• **WRITTEN INSTRUCTION**
Copy out the data from the line containing "Where can the rosette" through the line containing "Target: potting soil surface", both lines included and nothing more, keeping the requests. Scale every answer coordinate by 0.75 and round to whole numbers with halves going up, but leave the numbers in the requests and their sample points as they are.
** Start of RECORDS SHOWN **
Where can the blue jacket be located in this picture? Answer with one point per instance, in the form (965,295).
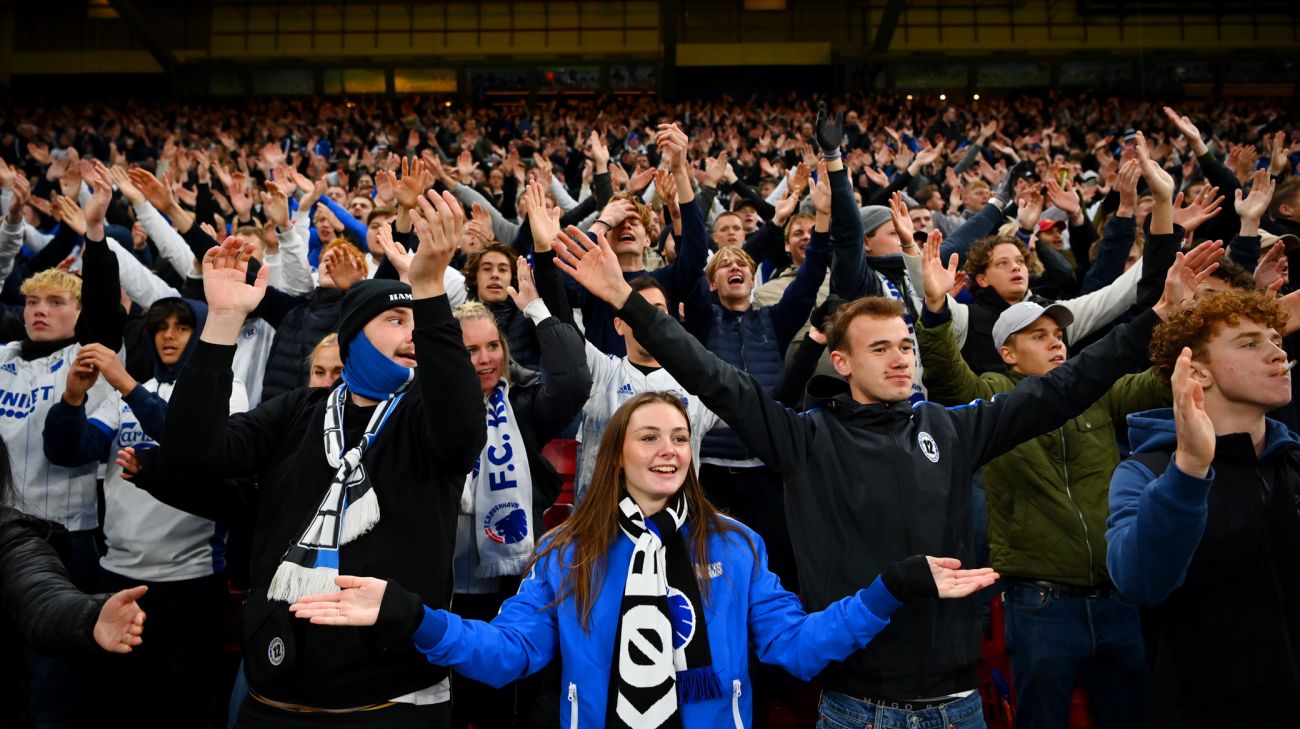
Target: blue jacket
** End of RECORDS SHOWN **
** Start of RECORDS SHOWN **
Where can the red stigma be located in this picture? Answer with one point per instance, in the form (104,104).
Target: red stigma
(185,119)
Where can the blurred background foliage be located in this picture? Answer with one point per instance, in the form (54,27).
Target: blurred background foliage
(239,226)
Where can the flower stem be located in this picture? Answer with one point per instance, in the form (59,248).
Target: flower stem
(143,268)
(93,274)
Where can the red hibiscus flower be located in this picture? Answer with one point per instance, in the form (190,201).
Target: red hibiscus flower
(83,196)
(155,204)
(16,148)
** End of RECORDS SHOWN **
** Start of RECORDS SHOWN **
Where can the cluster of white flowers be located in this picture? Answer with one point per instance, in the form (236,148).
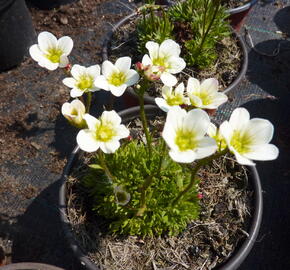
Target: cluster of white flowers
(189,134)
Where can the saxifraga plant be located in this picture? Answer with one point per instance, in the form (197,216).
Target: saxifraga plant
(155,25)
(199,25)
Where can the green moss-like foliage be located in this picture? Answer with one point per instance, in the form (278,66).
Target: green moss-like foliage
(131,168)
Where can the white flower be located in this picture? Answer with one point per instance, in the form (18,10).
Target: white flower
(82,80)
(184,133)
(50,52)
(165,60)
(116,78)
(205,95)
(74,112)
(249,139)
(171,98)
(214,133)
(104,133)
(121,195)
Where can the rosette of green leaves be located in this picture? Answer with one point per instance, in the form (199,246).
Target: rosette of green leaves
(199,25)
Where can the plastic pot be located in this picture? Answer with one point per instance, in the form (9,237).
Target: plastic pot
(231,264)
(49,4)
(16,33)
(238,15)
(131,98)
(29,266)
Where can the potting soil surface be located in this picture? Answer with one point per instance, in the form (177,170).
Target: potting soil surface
** End of RECORDS SHOWN **
• **WRITTEN ANSWER**
Where can the rosette of green leaves be located in this picture? Answer with one point per instance, in the form (199,246).
Target: rosette of green leaves
(149,19)
Where can the plastic pot be located in this picture? Answer with one point per instance, in the form (9,237).
Target: plastic pot
(173,198)
(37,3)
(12,25)
(179,11)
(98,74)
(22,200)
Where can the potting soil surface be located in this picture? Answer with one point per instance, in the form (177,170).
Target: potting soil surface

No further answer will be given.